• **Short task**:
Locate and copy every line of the data that contains the word "statue". Matching is case-sensitive.
## BEGIN Records for this task
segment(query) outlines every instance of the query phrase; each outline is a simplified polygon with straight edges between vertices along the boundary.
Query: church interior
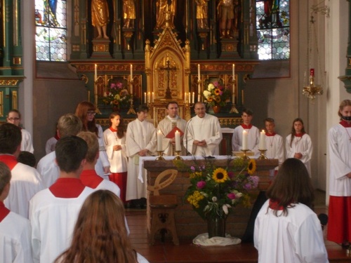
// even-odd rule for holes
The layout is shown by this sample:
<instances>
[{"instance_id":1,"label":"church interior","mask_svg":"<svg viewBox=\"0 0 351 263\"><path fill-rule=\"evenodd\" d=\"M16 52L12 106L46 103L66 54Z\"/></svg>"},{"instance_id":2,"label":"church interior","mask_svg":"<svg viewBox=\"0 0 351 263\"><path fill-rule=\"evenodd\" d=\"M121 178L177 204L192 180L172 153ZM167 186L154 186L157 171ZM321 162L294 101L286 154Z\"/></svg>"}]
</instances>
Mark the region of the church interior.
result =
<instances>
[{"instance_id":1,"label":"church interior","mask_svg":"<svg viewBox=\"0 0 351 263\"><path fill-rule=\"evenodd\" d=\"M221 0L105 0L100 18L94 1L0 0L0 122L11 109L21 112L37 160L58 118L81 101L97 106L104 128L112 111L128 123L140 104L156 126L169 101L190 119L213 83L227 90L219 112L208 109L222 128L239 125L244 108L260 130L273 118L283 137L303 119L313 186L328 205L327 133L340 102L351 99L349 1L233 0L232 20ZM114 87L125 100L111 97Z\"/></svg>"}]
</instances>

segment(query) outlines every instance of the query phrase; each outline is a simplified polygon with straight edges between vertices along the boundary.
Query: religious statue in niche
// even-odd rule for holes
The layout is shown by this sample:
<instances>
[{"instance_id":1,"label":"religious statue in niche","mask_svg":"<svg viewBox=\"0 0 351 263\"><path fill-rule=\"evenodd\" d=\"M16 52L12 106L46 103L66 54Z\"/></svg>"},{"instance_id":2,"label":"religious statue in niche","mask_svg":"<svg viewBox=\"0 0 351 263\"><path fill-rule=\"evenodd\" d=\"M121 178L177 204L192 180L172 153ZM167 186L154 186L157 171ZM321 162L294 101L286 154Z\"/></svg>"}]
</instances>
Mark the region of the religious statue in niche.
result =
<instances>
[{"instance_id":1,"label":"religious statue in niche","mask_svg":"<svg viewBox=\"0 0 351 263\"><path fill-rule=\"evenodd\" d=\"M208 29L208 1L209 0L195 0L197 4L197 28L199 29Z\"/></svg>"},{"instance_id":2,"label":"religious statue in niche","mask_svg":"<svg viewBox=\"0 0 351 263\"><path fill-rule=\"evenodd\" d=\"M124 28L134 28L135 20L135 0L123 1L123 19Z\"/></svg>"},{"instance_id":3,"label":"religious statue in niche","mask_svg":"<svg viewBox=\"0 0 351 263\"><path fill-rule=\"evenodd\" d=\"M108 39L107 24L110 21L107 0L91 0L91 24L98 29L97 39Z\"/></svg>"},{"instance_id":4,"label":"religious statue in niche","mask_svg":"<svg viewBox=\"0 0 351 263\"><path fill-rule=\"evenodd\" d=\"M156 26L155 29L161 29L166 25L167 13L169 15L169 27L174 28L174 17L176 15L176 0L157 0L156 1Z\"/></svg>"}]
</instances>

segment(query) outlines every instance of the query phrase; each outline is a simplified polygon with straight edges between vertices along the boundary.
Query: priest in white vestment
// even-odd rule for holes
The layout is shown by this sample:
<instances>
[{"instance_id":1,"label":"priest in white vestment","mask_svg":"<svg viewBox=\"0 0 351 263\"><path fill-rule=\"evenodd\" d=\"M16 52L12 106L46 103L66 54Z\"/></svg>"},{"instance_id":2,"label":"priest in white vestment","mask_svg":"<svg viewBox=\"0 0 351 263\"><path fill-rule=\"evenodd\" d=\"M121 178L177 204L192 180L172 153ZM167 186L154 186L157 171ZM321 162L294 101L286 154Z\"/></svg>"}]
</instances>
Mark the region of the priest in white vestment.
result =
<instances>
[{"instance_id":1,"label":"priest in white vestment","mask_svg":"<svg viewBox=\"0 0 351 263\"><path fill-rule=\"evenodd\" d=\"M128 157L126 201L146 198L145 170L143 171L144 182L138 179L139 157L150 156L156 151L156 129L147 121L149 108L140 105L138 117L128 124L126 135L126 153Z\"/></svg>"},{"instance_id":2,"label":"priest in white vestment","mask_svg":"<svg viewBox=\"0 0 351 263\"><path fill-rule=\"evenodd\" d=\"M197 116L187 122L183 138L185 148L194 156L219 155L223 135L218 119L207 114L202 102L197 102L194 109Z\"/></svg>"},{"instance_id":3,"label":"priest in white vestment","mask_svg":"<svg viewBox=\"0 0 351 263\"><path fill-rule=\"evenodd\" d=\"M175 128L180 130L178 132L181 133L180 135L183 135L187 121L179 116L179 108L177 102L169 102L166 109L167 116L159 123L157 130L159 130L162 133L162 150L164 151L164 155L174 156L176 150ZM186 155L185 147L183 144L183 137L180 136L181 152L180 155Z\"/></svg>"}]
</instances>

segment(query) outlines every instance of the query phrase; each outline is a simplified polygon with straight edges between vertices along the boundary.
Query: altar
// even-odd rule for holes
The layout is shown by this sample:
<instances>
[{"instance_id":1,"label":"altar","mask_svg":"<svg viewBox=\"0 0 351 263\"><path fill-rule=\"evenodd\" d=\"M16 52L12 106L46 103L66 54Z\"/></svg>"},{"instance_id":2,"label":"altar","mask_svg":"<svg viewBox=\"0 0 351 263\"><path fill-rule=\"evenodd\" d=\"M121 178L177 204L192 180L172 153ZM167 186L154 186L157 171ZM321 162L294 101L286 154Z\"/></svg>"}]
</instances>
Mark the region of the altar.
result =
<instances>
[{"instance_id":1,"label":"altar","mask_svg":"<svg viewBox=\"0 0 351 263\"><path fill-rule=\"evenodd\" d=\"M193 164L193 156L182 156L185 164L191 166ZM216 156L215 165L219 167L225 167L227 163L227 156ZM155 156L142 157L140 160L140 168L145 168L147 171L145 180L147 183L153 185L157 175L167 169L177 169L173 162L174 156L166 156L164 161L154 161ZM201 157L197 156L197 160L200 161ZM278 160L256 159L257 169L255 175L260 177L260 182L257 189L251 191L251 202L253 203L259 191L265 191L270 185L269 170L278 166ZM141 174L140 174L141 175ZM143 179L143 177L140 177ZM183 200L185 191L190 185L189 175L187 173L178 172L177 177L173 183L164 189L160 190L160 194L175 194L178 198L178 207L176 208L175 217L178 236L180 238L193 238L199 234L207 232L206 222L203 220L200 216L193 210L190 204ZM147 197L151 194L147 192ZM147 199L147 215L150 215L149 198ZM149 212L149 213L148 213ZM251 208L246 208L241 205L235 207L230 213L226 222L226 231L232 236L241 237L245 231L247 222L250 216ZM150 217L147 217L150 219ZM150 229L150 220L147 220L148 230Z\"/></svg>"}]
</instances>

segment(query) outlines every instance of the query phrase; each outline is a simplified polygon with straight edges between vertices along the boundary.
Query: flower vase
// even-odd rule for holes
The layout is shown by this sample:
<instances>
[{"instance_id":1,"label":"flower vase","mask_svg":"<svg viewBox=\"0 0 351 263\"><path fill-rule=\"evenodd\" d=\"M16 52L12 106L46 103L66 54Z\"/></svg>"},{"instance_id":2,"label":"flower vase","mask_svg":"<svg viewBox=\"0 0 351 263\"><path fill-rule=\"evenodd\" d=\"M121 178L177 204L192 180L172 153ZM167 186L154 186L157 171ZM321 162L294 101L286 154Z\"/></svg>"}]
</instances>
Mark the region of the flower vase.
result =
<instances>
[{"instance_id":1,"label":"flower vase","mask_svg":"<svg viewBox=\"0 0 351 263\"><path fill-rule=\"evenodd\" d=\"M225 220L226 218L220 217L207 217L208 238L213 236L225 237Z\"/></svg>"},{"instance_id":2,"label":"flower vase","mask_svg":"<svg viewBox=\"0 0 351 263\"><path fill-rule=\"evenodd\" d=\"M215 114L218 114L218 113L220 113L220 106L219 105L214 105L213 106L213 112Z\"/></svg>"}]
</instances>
## END Records for this task
## BEGIN Records for this task
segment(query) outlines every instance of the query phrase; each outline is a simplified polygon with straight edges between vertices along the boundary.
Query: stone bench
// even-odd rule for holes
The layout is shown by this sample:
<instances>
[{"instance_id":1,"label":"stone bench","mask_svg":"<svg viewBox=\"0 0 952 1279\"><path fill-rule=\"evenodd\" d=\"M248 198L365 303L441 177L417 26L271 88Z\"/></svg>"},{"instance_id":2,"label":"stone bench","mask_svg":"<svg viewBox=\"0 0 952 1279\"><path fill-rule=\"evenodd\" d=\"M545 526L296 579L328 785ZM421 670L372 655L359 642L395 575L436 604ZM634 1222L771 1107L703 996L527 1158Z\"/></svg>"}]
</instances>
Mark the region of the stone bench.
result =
## END Records for this task
• **Finished task**:
Query: religious statue in niche
[{"instance_id":1,"label":"religious statue in niche","mask_svg":"<svg viewBox=\"0 0 351 263\"><path fill-rule=\"evenodd\" d=\"M16 52L12 106L46 103L66 54Z\"/></svg>"},{"instance_id":2,"label":"religious statue in niche","mask_svg":"<svg viewBox=\"0 0 351 263\"><path fill-rule=\"evenodd\" d=\"M121 178L177 204L192 180L172 153ZM167 186L154 186L157 171ZM321 162L294 101L286 154Z\"/></svg>"}]
Mark the region of the religious statue in niche.
[{"instance_id":1,"label":"religious statue in niche","mask_svg":"<svg viewBox=\"0 0 351 263\"><path fill-rule=\"evenodd\" d=\"M208 29L208 1L209 0L195 0L197 4L197 28L199 29Z\"/></svg>"},{"instance_id":2,"label":"religious statue in niche","mask_svg":"<svg viewBox=\"0 0 351 263\"><path fill-rule=\"evenodd\" d=\"M124 28L134 28L135 20L135 0L123 1L123 19Z\"/></svg>"},{"instance_id":3,"label":"religious statue in niche","mask_svg":"<svg viewBox=\"0 0 351 263\"><path fill-rule=\"evenodd\" d=\"M108 39L107 24L110 21L107 0L91 0L91 24L98 29L97 39Z\"/></svg>"},{"instance_id":4,"label":"religious statue in niche","mask_svg":"<svg viewBox=\"0 0 351 263\"><path fill-rule=\"evenodd\" d=\"M156 26L155 29L161 29L166 25L167 13L169 15L169 27L174 28L174 17L176 15L176 0L157 0L156 1Z\"/></svg>"}]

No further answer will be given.